==== Texto seleccionado ====

Ésas fueron las últimas palabras que escuché de la boca de Mario Aburto Martínez. No había terminado de completar aquella frase cuando se escuchó el grito seco de uno de los oficiales que se hallaban en aquel apretado sitio, donde se mantenían a distancia de los internos para disminuir la posibilidad de un contagio de hepatitis. A una distancia de cinco metros se escuchó la voz del oficial que ordenaba que permaneciéramos callados y con la vista en la pared, mientras se terminaba la ronda de los que iban a pasar al laboratorio de análisis clínicos.

En esa ocasión, mientras yo esperaba el pase al consultorio del médico especialista, estuve contando a todos los que estábamos apretujados en el reducido pasillo que conduce a las instalaciones médicas del Cefereso número 2. Contabilicé por lo menos a 40 internos en la fila en espera de ingresar al laboratorio, ante la sospecha de estar enfermos de hepatitis.

Hoy a la distancia de aquella pláticas y aquellos hechos, otra vez se me vino a la cabeza Mario Aburto, lo volví a recordar con sus orejas grandes y su cara de niño… en las noticias, se habla de que se podría reabrir el caso del asesinato de Colosio y eso me da gusto, no solo porque podríamos, como mexicanos saber quién fue el que mandó matar al candidato del PRI, sino porque eso hará sin duda de Mario Aburto, un hombre libre.

==== Datos proporcionados ====

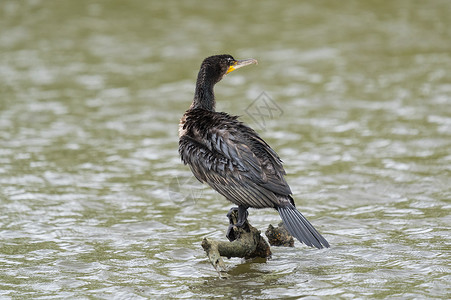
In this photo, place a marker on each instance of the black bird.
(233, 159)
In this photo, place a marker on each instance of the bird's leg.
(240, 221)
(242, 216)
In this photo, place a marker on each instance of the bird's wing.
(238, 164)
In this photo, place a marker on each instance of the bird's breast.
(182, 130)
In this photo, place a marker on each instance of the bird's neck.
(204, 96)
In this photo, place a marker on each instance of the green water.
(96, 204)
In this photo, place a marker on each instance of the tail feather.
(300, 227)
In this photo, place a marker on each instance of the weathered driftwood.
(247, 243)
(279, 236)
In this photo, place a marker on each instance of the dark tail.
(300, 227)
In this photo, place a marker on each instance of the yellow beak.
(241, 63)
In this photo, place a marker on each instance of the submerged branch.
(248, 244)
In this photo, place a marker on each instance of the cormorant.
(233, 159)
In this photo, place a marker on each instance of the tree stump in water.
(247, 243)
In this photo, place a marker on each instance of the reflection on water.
(94, 199)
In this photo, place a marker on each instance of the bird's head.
(217, 66)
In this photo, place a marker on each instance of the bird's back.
(232, 158)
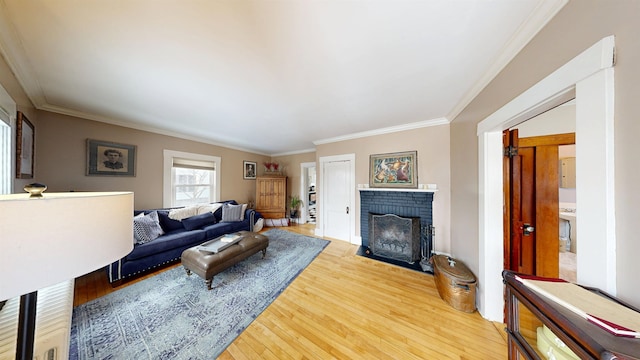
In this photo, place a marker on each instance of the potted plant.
(294, 206)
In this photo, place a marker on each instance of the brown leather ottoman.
(206, 264)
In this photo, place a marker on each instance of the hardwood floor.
(344, 306)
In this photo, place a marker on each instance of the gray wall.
(580, 24)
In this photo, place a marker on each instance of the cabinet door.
(279, 194)
(263, 194)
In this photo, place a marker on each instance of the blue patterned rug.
(174, 316)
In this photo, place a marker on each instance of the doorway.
(589, 77)
(337, 197)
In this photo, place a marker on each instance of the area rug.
(174, 316)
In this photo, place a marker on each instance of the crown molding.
(543, 13)
(14, 54)
(383, 131)
(151, 129)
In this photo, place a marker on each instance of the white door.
(337, 199)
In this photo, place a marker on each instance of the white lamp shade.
(44, 241)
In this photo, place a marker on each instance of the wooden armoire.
(271, 196)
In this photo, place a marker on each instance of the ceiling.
(267, 76)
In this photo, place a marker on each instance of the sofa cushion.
(167, 223)
(205, 208)
(146, 227)
(199, 221)
(166, 242)
(231, 213)
(183, 212)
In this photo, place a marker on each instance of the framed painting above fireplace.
(394, 170)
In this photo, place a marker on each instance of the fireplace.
(382, 208)
(395, 237)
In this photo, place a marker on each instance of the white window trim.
(168, 164)
(9, 109)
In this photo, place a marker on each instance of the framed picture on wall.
(25, 147)
(397, 170)
(249, 169)
(106, 158)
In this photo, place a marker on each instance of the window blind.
(193, 164)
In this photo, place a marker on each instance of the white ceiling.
(267, 76)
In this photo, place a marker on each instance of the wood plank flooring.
(344, 306)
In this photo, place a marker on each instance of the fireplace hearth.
(390, 243)
(395, 237)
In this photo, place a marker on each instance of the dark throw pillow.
(146, 227)
(231, 213)
(199, 221)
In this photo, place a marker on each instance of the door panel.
(531, 187)
(337, 200)
(547, 208)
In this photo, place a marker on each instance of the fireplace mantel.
(365, 187)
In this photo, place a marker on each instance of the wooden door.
(271, 193)
(531, 211)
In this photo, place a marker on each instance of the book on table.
(615, 318)
(216, 245)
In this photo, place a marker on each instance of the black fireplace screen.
(395, 237)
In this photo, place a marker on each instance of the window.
(190, 178)
(7, 107)
(5, 153)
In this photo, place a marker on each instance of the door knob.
(528, 229)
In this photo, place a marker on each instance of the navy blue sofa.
(176, 238)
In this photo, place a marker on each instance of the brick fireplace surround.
(400, 202)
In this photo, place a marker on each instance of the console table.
(526, 311)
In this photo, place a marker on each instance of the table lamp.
(49, 238)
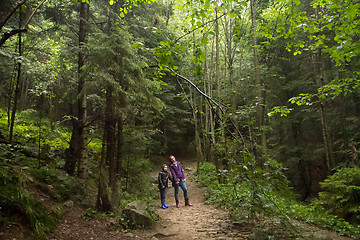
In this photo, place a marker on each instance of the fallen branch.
(215, 103)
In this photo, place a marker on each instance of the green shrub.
(15, 200)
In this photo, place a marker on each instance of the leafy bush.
(249, 191)
(341, 195)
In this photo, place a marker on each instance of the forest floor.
(200, 221)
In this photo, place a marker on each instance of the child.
(178, 180)
(163, 178)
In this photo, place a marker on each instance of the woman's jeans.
(183, 187)
(162, 195)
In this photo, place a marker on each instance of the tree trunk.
(260, 91)
(110, 128)
(103, 201)
(79, 127)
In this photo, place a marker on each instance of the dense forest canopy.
(265, 91)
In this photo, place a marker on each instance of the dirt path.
(201, 221)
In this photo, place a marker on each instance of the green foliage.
(31, 126)
(58, 183)
(247, 194)
(341, 194)
(17, 201)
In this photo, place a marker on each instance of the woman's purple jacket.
(177, 171)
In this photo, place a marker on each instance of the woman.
(178, 180)
(163, 178)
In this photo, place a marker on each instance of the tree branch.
(213, 20)
(197, 89)
(216, 104)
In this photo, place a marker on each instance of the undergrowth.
(251, 192)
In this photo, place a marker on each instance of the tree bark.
(17, 86)
(103, 200)
(82, 104)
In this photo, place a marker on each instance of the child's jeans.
(162, 195)
(183, 187)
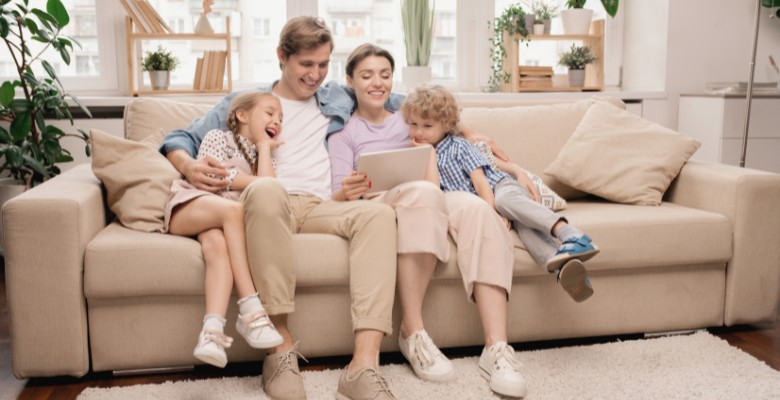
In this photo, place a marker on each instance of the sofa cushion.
(634, 237)
(531, 135)
(147, 115)
(136, 176)
(121, 262)
(621, 157)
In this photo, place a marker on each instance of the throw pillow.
(547, 197)
(136, 176)
(621, 157)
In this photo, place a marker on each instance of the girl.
(254, 120)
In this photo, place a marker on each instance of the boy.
(432, 114)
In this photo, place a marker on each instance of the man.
(298, 201)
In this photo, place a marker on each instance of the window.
(93, 65)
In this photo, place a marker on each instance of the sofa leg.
(150, 371)
(651, 335)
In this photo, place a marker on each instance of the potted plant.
(417, 18)
(510, 22)
(576, 18)
(160, 63)
(575, 60)
(544, 13)
(29, 147)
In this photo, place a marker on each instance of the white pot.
(576, 21)
(9, 188)
(413, 76)
(576, 77)
(160, 79)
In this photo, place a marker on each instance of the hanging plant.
(512, 22)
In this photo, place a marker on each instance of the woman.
(485, 253)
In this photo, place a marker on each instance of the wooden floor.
(762, 341)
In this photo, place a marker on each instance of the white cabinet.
(717, 121)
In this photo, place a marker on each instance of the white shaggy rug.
(697, 366)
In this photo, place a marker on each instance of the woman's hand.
(355, 186)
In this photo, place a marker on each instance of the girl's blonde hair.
(245, 101)
(433, 102)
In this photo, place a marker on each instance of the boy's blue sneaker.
(580, 248)
(573, 278)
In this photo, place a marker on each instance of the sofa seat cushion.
(635, 237)
(121, 262)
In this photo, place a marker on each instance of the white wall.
(708, 41)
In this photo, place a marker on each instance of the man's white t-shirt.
(302, 162)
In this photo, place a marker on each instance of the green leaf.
(20, 126)
(6, 93)
(20, 105)
(3, 28)
(45, 18)
(31, 26)
(57, 10)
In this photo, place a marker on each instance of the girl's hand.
(355, 186)
(507, 223)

====

Tareas a realizar
- A) Enumera todas las expresiones numéricas que figuran en el texto seleccionado, cada una con la palabra a la que acompaña.
- B) Responde con base en el texto seleccionado:
(i) ¿Para qué se mantenían los oficiales a distancia de los internos?
(ii) ¿Qué esperaba el narrador en el pasillo?
(iii) ¿Qué caso podría reabrirse según las noticias?
- C) En el texto seleccionado, sustituye "la pared" por "el muro" y reescribe todo desde "Ésas fueron las" hasta "de análisis clínicos.".
Los registros proceden de una fuente distinta a la del texto.

Respuestas por número
- A)
- cinco metros
- Cefereso número 2
- 40 internos

- B)
(i) Para disminuir la posibilidad de un contagio de hepatitis.
(ii) El pase al consultorio del médico especialista.
(iii) El caso del asesinato de Colosio.

- C)
Ésas fueron las últimas palabras que escuché de la boca de Mario Aburto Martínez. No había terminado de completar aquella frase cuando se escuchó el grito seco de uno de los oficiales que se hallaban en aquel apretado sitio, donde se mantenían a distancia de los internos para disminuir la posibilidad de un contagio de hepatitis. A una distancia de cinco metros se escuchó la voz del oficial que ordenaba que permaneciéramos callados y con la vista en el muro, mientras se terminaba la ronda de los que iban a pasar al laboratorio de análisis clínicos.